── Records provided ──

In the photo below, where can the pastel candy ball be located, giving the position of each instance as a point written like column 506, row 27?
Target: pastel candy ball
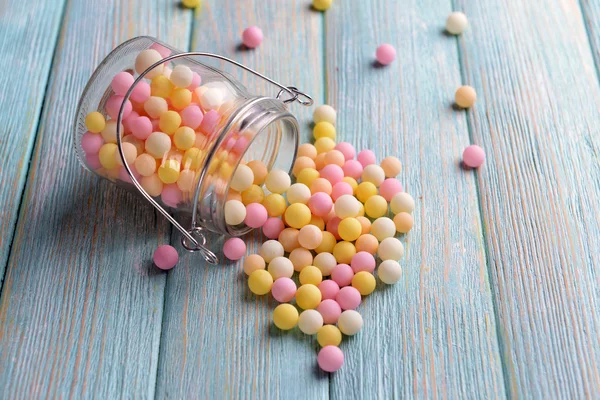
column 473, row 156
column 329, row 289
column 256, row 215
column 366, row 157
column 146, row 59
column 252, row 37
column 390, row 249
column 121, row 83
column 330, row 358
column 348, row 298
column 165, row 257
column 342, row 274
column 234, row 249
column 235, row 212
column 389, row 272
column 324, row 113
column 456, row 23
column 260, row 282
column 270, row 250
column 283, row 290
column 350, row 322
column 273, row 227
column 252, row 263
column 310, row 322
column 385, row 54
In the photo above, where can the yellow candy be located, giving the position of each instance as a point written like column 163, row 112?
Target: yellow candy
column 364, row 282
column 181, row 98
column 297, row 215
column 107, row 155
column 307, row 176
column 95, row 122
column 254, row 194
column 323, row 130
column 329, row 335
column 275, row 205
column 169, row 122
column 192, row 159
column 365, row 190
column 308, row 297
column 327, row 243
column 310, row 275
column 349, row 229
column 161, row 86
column 260, row 282
column 324, row 145
column 168, row 172
column 343, row 252
column 285, row 316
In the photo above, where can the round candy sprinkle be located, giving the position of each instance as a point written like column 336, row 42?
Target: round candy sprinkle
column 165, row 257
column 310, row 322
column 456, row 23
column 330, row 358
column 473, row 156
column 350, row 322
column 385, row 54
column 252, row 37
column 285, row 316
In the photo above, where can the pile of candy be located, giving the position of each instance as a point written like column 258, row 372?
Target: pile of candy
column 329, row 227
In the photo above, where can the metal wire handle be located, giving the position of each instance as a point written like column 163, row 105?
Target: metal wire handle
column 188, row 240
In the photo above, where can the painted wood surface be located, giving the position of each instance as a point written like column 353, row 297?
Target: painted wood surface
column 433, row 335
column 81, row 307
column 218, row 338
column 537, row 118
column 28, row 37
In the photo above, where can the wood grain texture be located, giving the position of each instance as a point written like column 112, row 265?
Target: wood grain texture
column 218, row 339
column 81, row 308
column 28, row 36
column 432, row 335
column 537, row 117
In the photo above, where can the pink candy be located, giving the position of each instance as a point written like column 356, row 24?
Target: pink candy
column 234, row 248
column 165, row 257
column 283, row 290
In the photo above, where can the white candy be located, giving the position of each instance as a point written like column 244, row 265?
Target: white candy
column 242, row 178
column 182, row 76
column 281, row 267
column 146, row 59
column 298, row 193
column 310, row 321
column 277, row 181
column 373, row 173
column 270, row 250
column 382, row 228
column 211, row 99
column 235, row 212
column 390, row 249
column 350, row 322
column 402, row 202
column 158, row 144
column 389, row 272
column 456, row 23
column 324, row 113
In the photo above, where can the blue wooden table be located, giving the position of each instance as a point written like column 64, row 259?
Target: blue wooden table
column 500, row 294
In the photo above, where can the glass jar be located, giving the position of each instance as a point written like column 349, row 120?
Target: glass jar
column 192, row 174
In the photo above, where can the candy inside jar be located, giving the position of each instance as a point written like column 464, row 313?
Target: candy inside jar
column 190, row 135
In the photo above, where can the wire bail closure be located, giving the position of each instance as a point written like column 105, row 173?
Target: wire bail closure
column 194, row 239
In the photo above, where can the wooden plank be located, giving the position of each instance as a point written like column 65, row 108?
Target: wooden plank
column 432, row 335
column 23, row 87
column 536, row 117
column 81, row 309
column 218, row 341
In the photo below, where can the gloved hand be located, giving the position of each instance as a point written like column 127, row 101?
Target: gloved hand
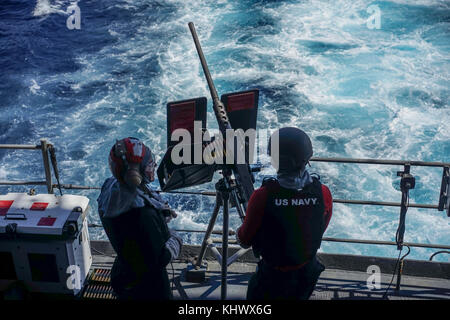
column 174, row 244
column 172, row 215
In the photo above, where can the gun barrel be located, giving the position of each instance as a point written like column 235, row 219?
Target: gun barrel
column 219, row 108
column 241, row 171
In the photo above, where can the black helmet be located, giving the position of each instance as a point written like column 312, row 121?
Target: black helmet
column 295, row 149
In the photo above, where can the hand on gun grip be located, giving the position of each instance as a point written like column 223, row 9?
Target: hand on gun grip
column 174, row 244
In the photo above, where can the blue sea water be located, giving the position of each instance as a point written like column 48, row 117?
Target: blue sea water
column 358, row 92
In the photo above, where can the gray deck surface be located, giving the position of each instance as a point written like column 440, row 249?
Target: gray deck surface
column 333, row 284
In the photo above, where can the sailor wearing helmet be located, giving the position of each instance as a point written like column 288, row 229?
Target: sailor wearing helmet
column 135, row 220
column 285, row 221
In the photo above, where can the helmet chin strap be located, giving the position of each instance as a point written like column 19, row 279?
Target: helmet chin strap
column 133, row 178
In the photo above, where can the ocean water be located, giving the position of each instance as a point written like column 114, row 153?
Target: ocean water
column 358, row 91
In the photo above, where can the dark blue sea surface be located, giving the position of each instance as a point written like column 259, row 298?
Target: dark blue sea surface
column 358, row 91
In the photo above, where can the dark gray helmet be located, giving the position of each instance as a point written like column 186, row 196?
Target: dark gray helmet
column 295, row 149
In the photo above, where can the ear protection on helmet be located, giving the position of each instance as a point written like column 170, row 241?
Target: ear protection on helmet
column 127, row 160
column 294, row 149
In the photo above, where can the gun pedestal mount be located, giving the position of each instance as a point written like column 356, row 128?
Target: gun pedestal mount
column 226, row 193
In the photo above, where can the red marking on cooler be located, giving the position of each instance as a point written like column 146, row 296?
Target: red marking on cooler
column 241, row 102
column 4, row 206
column 39, row 206
column 46, row 221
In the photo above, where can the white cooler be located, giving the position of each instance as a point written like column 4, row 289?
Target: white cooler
column 44, row 242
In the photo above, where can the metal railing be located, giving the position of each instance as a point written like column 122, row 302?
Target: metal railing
column 48, row 150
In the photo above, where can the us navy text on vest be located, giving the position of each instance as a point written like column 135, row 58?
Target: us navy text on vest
column 296, row 202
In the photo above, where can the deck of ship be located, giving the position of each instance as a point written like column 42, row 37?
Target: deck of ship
column 345, row 277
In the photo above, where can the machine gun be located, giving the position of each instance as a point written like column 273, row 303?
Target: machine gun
column 233, row 111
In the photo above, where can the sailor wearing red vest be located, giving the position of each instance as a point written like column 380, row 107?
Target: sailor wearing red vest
column 284, row 223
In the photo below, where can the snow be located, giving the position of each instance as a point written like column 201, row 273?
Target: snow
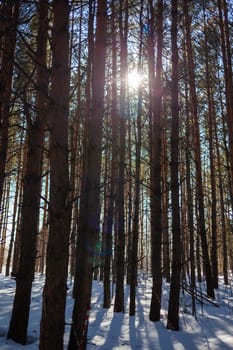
column 212, row 329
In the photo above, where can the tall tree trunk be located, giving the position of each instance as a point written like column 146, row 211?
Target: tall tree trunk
column 113, row 173
column 31, row 193
column 54, row 294
column 156, row 193
column 173, row 308
column 197, row 150
column 89, row 216
column 135, row 229
column 120, row 234
column 6, row 76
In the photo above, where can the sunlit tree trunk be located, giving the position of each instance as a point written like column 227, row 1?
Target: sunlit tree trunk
column 120, row 233
column 6, row 76
column 135, row 228
column 156, row 139
column 89, row 225
column 113, row 172
column 173, row 307
column 197, row 150
column 54, row 294
column 31, row 193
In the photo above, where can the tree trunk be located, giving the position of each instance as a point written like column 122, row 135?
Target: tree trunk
column 6, row 76
column 54, row 294
column 120, row 234
column 90, row 206
column 197, row 150
column 173, row 308
column 156, row 194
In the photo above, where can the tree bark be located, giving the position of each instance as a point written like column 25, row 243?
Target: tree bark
column 89, row 225
column 173, row 308
column 54, row 294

───

Task brief:
From the data above, copy out every line with the string "below" in it.

Finished task:
In the photo below, where can the pastel candy ball be located, giving the position of each instance as a point written like column 506, row 27?
In the photo below, where can the gloved hand be located, giving the position of each instance as a point written like column 127, row 101?
In the photo below, where can the snow be located, giving the position of each instance as a point written like column 201, row 273?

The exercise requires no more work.